> **Challenge**:
Write out the kayak race account word for word, the stretch from "Once clear of" through "just kept coming.".

I had arrived at the start in good time so I was ready to go and was soon in the line waiting for my grid which was grid 16. The volunteer marshals were working overtime trying to check the paddlers off and get them on the water and by the time my grid was called there was little time between getting on the water and the start. The 6 on the grid system every 30 seconds got paddlers away faster but it was hard to reach the start line on time. And being a kayaker you need a bit more time and bank space to balance your kayak and put the spray deck on.
I was however okay but my rival Sue Quick who was also paddling a WW kayak and was 40 seconds ahead of me on day 1, was a few seconds late getting to the line. For me that was to my advantage, for her it could cost her the race.
Our grid took off. Unlike last year when we had four paddlers and the other three let me go first so I could show them the way. This year the paddlers weren’t so obliging but I think I was the third paddler to enter the first set of T trees. Not far into the trees I noticed Sue had gone right and I took the left route. Within 75 metres or so I was in front of her which was great, I just had to keep there for the next 70 odd kilometres and I would beat her. This year Sue has been training hard and although she had passed me in the Northam to Toodyay race I managed to pass her on the portage and beat her, but the last two 10km Ascot races she has beaten me so I couldn’t be complacent. She beat me yesterday by 40 seconds, she started 30 seconds in front of me this morning so at this point we were level but I couldn’t let her pass and I had to beat her by 11 seconds to win. The pressure was on.
I came to a log that I knew I had to jump but there were two paddlers already stuck on it. We were less than 100 metres from the start and I had to hold back. It is usually a simple thing to jump a log but it seems the other two boats hadn’t gathered enough speed and were just sitting on it. When it was clear I powered on and cleared the log. Not too much further Helke and Tess in a double kayak were stationary on the right side of the channel. Tess had a bush branch across her chest and was unable to move forward or backwards. Luckily there was enough room to the left of them to get through. Apparently they got abused by one paddler for being stuck. They eventually had to get out of the kayak and drag it through the T trees.
Once clear of the first set of T trees we had an open section before we hit the second and thicker lot of trees. The nightmare of letting 6 paddlers go every 30 seconds continued. Paddlers were so close to each other they were clipping each other’s stern catapulting them across the channel. The route was soon blocked as a mass of paddlers were desperately trying to move forward making the blockage even worse. It was one big traffic jam. Of course some paddlers were capsized or swimming and inevitably their boats were strewn across the channel so no one could move and the paddlers from behind just kept coming.

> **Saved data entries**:
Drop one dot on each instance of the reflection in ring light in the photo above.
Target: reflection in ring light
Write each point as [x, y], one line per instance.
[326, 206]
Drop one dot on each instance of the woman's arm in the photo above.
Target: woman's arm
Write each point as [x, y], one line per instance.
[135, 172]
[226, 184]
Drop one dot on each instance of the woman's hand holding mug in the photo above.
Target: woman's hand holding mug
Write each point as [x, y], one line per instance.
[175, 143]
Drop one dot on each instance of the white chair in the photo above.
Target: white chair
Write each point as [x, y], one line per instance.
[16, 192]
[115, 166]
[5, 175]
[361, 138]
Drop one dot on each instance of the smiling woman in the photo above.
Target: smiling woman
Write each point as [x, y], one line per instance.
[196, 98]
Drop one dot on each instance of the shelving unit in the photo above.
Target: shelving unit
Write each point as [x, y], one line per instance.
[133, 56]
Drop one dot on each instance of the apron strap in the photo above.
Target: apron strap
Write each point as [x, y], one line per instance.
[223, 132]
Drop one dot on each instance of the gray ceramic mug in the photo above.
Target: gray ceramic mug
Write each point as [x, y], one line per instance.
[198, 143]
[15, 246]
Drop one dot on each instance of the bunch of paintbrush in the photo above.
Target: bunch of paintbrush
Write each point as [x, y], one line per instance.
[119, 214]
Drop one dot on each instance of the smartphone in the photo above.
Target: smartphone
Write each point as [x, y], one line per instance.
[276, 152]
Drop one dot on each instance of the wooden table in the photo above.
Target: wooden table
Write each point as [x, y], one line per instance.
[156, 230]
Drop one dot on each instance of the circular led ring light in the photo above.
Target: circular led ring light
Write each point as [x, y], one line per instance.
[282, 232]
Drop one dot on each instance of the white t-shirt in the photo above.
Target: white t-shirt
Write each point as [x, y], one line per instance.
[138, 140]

> **Output of the exercise**:
Once clear of the first set of T trees we had an open section before we hit the second and thicker lot of trees. The nightmare of letting 6 paddlers go every 30 seconds continued. Paddlers were so close to each other they were clipping each other’s stern catapulting them across the channel. The route was soon blocked as a mass of paddlers were desperately trying to move forward making the blockage even worse. It was one big traffic jam. Of course some paddlers were capsized or swimming and inevitably their boats were strewn across the channel so no one could move and the paddlers from behind just kept coming.